**** Provided material

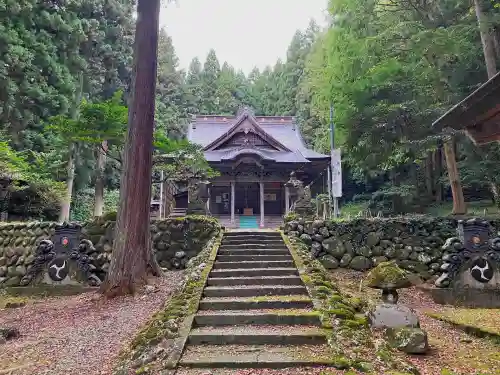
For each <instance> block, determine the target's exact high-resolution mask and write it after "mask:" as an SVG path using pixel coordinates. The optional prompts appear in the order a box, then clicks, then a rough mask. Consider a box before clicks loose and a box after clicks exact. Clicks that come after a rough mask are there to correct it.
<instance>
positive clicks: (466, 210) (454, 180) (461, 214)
mask: <svg viewBox="0 0 500 375" xmlns="http://www.w3.org/2000/svg"><path fill="white" fill-rule="evenodd" d="M444 156H445V159H446V167H447V169H448V177H449V179H450V186H451V194H452V195H453V214H454V215H464V214H466V213H467V207H466V205H465V200H464V193H463V190H462V184H461V183H460V175H459V174H458V168H457V160H456V157H455V149H454V147H453V139H448V140H446V141H445V142H444Z"/></svg>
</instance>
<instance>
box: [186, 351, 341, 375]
mask: <svg viewBox="0 0 500 375" xmlns="http://www.w3.org/2000/svg"><path fill="white" fill-rule="evenodd" d="M334 357H335V355H334V354H333V353H331V349H330V348H329V347H328V346H327V345H324V346H319V345H313V346H306V345H303V346H300V347H297V346H292V347H290V346H278V345H228V346H224V352H222V353H221V350H220V346H216V345H193V346H190V347H188V348H186V351H185V352H184V356H183V358H182V359H181V362H180V365H181V366H184V367H189V368H192V369H195V368H275V369H284V368H297V367H315V366H330V365H336V364H335V363H334V362H333V360H332V358H334ZM189 373H190V372H189ZM283 374H286V372H283Z"/></svg>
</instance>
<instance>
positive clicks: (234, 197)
mask: <svg viewBox="0 0 500 375" xmlns="http://www.w3.org/2000/svg"><path fill="white" fill-rule="evenodd" d="M235 185H236V183H235V181H231V225H234V224H235V218H234V203H235V200H234V199H235V197H234V196H235V193H236V186H235Z"/></svg>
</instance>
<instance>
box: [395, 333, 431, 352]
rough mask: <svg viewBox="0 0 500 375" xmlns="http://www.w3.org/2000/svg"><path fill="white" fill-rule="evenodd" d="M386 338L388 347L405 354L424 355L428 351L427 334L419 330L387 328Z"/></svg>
mask: <svg viewBox="0 0 500 375" xmlns="http://www.w3.org/2000/svg"><path fill="white" fill-rule="evenodd" d="M386 338H387V342H388V343H389V345H390V346H392V347H393V348H396V349H398V350H400V351H402V352H404V353H407V354H425V353H427V351H428V350H429V343H428V340H427V333H426V332H425V331H424V330H422V329H420V328H410V327H401V328H388V329H387V330H386Z"/></svg>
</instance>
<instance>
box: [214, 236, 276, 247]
mask: <svg viewBox="0 0 500 375" xmlns="http://www.w3.org/2000/svg"><path fill="white" fill-rule="evenodd" d="M248 243H250V244H251V243H254V244H270V245H276V244H278V245H283V244H284V242H283V240H282V239H267V238H255V237H249V238H234V239H233V238H226V239H223V240H222V243H221V245H222V246H225V245H246V244H248Z"/></svg>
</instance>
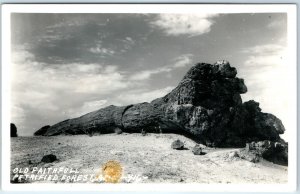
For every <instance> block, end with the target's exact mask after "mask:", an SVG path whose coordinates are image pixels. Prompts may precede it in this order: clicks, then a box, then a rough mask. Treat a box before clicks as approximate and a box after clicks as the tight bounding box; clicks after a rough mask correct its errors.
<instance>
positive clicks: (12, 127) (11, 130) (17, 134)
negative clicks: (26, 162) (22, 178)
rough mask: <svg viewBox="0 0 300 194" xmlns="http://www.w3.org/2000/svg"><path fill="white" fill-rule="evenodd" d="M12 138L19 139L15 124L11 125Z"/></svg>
mask: <svg viewBox="0 0 300 194" xmlns="http://www.w3.org/2000/svg"><path fill="white" fill-rule="evenodd" d="M10 137H18V132H17V127H16V125H15V124H14V123H11V124H10Z"/></svg>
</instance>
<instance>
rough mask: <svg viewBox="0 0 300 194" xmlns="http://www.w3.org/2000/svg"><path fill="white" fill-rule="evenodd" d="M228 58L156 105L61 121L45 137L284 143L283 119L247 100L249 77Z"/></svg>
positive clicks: (244, 143)
mask: <svg viewBox="0 0 300 194" xmlns="http://www.w3.org/2000/svg"><path fill="white" fill-rule="evenodd" d="M236 74H237V70H236V69H235V68H234V67H231V66H230V64H229V62H227V61H218V62H216V63H215V64H207V63H197V64H195V65H194V66H193V67H192V68H191V69H190V70H189V71H188V72H187V73H186V75H185V76H184V77H183V79H182V80H181V81H180V83H179V84H178V86H177V87H176V88H174V89H173V90H172V91H171V92H170V93H169V94H167V95H165V96H164V97H161V98H157V99H155V100H153V101H152V102H150V103H147V102H144V103H139V104H133V105H128V106H121V107H118V106H113V105H111V106H108V107H106V108H103V109H100V110H97V111H94V112H91V113H88V114H85V115H83V116H81V117H78V118H74V119H69V120H65V121H62V122H60V123H57V124H55V125H53V126H51V127H50V128H48V129H47V130H45V131H42V132H39V134H40V135H45V136H53V135H61V134H72V135H75V134H90V133H94V132H98V133H113V132H114V130H115V128H120V129H121V130H122V131H124V132H138V133H140V132H141V131H145V132H156V133H159V132H163V133H165V132H171V133H180V134H184V135H187V136H189V137H191V138H193V139H195V140H197V141H198V142H199V143H202V144H205V145H207V146H215V147H245V146H246V143H249V142H252V141H262V140H270V141H274V142H276V141H282V140H281V139H280V137H279V135H280V134H282V133H283V132H284V130H285V129H284V126H283V125H282V123H281V121H280V120H279V119H278V118H277V117H275V116H274V115H272V114H268V113H262V112H261V109H260V108H259V103H257V102H255V101H253V100H251V101H248V102H244V103H243V102H242V99H241V96H240V94H243V93H246V92H247V87H246V85H245V84H244V80H243V79H240V78H237V77H236Z"/></svg>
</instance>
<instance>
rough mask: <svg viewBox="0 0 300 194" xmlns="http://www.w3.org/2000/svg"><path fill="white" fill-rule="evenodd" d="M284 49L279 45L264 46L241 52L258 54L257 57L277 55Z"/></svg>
mask: <svg viewBox="0 0 300 194" xmlns="http://www.w3.org/2000/svg"><path fill="white" fill-rule="evenodd" d="M284 49H285V47H284V46H282V45H279V44H265V45H258V46H254V47H250V48H245V49H243V50H242V52H243V53H248V54H256V55H257V54H258V55H264V56H266V55H278V53H280V52H282V51H283V50H284Z"/></svg>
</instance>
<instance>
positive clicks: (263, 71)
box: [239, 44, 295, 129]
mask: <svg viewBox="0 0 300 194" xmlns="http://www.w3.org/2000/svg"><path fill="white" fill-rule="evenodd" d="M242 52H244V53H247V54H248V58H247V60H246V61H245V62H244V65H243V66H242V67H241V70H239V74H241V75H240V76H241V77H243V78H244V79H245V83H246V85H247V87H248V92H247V93H246V94H245V95H243V96H242V97H243V100H245V101H247V100H251V99H254V100H256V101H258V102H259V103H260V107H261V108H262V111H263V112H270V113H272V114H274V115H276V116H278V117H279V118H280V119H281V120H282V121H283V124H284V125H285V127H286V128H287V129H288V128H289V124H290V123H291V122H290V121H289V120H290V118H289V115H291V113H290V110H291V109H290V108H291V105H290V102H291V96H290V95H288V94H289V93H290V91H293V90H295V88H291V84H290V83H291V80H290V78H291V76H290V75H291V73H293V71H294V70H293V67H292V66H291V64H289V63H288V54H287V49H286V47H285V46H283V45H279V44H278V45H276V44H265V45H258V46H255V47H251V48H247V49H244V50H243V51H242Z"/></svg>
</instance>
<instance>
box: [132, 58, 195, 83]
mask: <svg viewBox="0 0 300 194" xmlns="http://www.w3.org/2000/svg"><path fill="white" fill-rule="evenodd" d="M192 57H193V55H192V54H183V55H180V56H179V57H176V58H175V59H173V60H172V63H171V64H170V65H166V66H163V67H159V68H156V69H151V70H143V71H140V72H137V73H134V74H133V75H132V76H130V78H129V79H130V80H134V81H138V80H146V79H149V78H150V77H151V76H153V75H155V74H160V73H168V72H171V71H173V70H174V69H177V68H182V67H186V66H187V65H189V64H191V63H192Z"/></svg>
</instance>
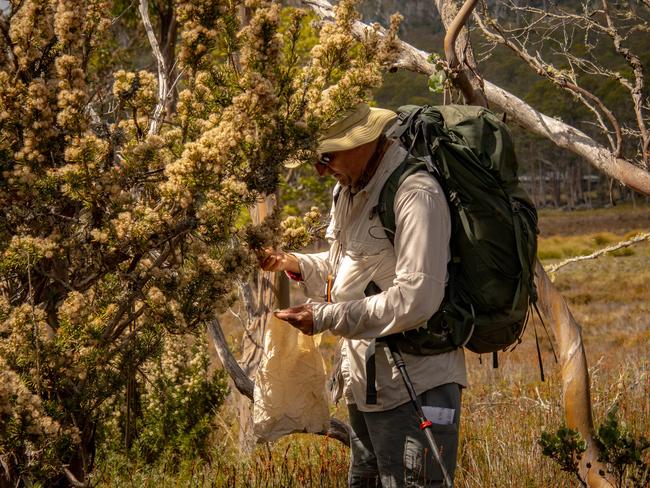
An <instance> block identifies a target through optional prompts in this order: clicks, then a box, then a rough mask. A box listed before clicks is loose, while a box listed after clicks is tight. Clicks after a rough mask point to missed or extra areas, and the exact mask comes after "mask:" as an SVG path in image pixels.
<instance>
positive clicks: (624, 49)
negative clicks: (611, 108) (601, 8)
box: [603, 0, 650, 170]
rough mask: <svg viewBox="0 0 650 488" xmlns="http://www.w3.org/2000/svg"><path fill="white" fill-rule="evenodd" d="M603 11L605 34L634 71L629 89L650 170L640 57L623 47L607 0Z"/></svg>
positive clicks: (642, 71)
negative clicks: (633, 87) (631, 85)
mask: <svg viewBox="0 0 650 488" xmlns="http://www.w3.org/2000/svg"><path fill="white" fill-rule="evenodd" d="M603 11H604V14H605V19H606V21H607V27H608V29H607V34H608V35H609V36H610V37H611V38H612V42H613V43H614V47H615V48H616V52H618V53H619V54H621V55H622V56H623V57H624V58H625V60H626V61H627V63H628V64H629V65H630V67H631V68H632V70H633V72H634V80H635V83H634V88H633V89H632V90H631V94H632V100H633V102H634V113H635V115H636V121H637V124H638V126H639V130H640V131H641V147H642V150H641V152H642V155H643V163H644V165H645V168H646V169H647V170H650V161H649V157H650V156H649V155H648V148H650V134H649V133H648V130H647V128H646V125H645V119H644V113H643V99H644V95H643V88H644V85H645V78H644V74H643V63H642V62H641V59H640V58H639V57H638V56H636V55H635V54H634V53H633V52H632V51H630V50H629V49H628V48H626V47H623V38H622V37H621V35H620V34H619V32H618V30H617V29H616V26H615V25H614V22H613V21H612V17H611V15H610V13H609V4H608V2H607V0H603Z"/></svg>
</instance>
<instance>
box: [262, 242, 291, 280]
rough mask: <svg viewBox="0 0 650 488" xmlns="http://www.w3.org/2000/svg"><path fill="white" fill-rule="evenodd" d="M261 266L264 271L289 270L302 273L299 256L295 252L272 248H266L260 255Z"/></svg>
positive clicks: (284, 270) (290, 271)
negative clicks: (274, 248) (296, 254)
mask: <svg viewBox="0 0 650 488" xmlns="http://www.w3.org/2000/svg"><path fill="white" fill-rule="evenodd" d="M258 259H259V262H260V268H262V269H263V270H264V271H289V272H291V273H296V274H298V273H300V265H299V264H298V258H296V257H295V256H294V255H293V254H288V253H286V252H284V251H279V250H275V249H271V248H267V249H264V251H262V252H261V253H260V254H259V255H258Z"/></svg>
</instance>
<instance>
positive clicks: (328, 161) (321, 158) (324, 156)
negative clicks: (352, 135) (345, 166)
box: [316, 153, 334, 166]
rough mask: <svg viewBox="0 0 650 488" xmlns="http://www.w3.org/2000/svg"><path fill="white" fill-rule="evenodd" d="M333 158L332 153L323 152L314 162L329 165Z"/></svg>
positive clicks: (324, 164)
mask: <svg viewBox="0 0 650 488" xmlns="http://www.w3.org/2000/svg"><path fill="white" fill-rule="evenodd" d="M333 160H334V155H333V154H331V153H323V154H321V155H320V156H319V158H318V161H317V163H316V164H322V165H323V166H329V165H330V164H332V161H333Z"/></svg>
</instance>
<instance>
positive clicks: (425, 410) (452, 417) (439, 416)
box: [422, 406, 456, 425]
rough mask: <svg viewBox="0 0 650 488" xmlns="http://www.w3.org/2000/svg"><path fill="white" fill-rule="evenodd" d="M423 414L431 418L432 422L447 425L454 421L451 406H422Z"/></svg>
mask: <svg viewBox="0 0 650 488" xmlns="http://www.w3.org/2000/svg"><path fill="white" fill-rule="evenodd" d="M422 411H423V412H424V416H425V417H426V418H427V419H428V420H431V422H433V423H434V424H440V425H449V424H453V423H454V412H455V411H456V410H454V409H453V408H442V407H427V406H424V407H422Z"/></svg>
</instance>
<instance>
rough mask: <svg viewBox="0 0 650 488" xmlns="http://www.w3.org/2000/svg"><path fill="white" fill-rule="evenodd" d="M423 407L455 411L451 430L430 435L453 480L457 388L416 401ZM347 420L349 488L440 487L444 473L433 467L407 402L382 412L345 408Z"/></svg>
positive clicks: (428, 446)
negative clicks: (367, 410) (435, 407)
mask: <svg viewBox="0 0 650 488" xmlns="http://www.w3.org/2000/svg"><path fill="white" fill-rule="evenodd" d="M420 401H421V402H422V405H423V406H424V405H428V406H432V407H443V408H453V409H454V410H455V413H454V422H453V423H452V424H447V425H441V424H434V425H433V427H432V429H433V435H434V437H435V439H436V442H437V444H438V448H439V449H440V450H441V451H442V457H443V460H444V463H445V467H446V468H447V472H448V473H449V476H450V477H452V479H453V474H454V470H455V468H456V451H457V450H458V428H459V423H460V402H461V388H460V386H459V385H458V384H456V383H447V384H445V385H441V386H439V387H437V388H433V389H431V390H428V391H425V392H424V393H423V394H421V395H420ZM348 412H349V414H350V426H351V427H352V432H351V435H350V452H351V454H350V456H351V459H350V473H349V477H348V483H349V486H350V487H351V488H366V487H371V488H375V487H381V488H402V487H405V488H412V487H442V486H444V485H443V483H442V473H441V471H440V467H439V466H438V465H437V463H435V462H434V460H433V456H432V455H431V449H430V448H429V444H428V443H427V440H426V437H425V435H424V433H423V432H422V431H421V430H420V428H419V421H418V418H417V416H416V414H415V408H414V407H413V404H412V403H411V402H410V401H409V402H407V403H405V404H403V405H400V406H399V407H397V408H394V409H392V410H387V411H384V412H360V411H359V410H357V408H356V405H348Z"/></svg>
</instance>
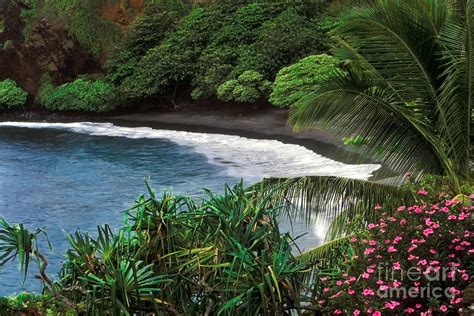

********

■ Exercise brief ■
In the entries above, identify every line with the string "optional".

■ Solution to the problem ■
For each <instance> block, determine the target's exact high-resolution mask and write it after "mask:" as an SVG path using pixel coordinates. The optional prompts appear in the order a box, then clicks, then a rough mask. Consider a box before clicks loose and a box after clicks exact. Clicks that come after a rough mask are there to correct it.
An <instance> block identifies a target through optional prompts in this order: clicks, then a box, then a rough mask. A box listed before clicks is loose, while a box listed after clicks is tight. Clicks after a rough mask point to missed or extra areas, and the exact mask comes after "mask:" as an SVG path in image pixels.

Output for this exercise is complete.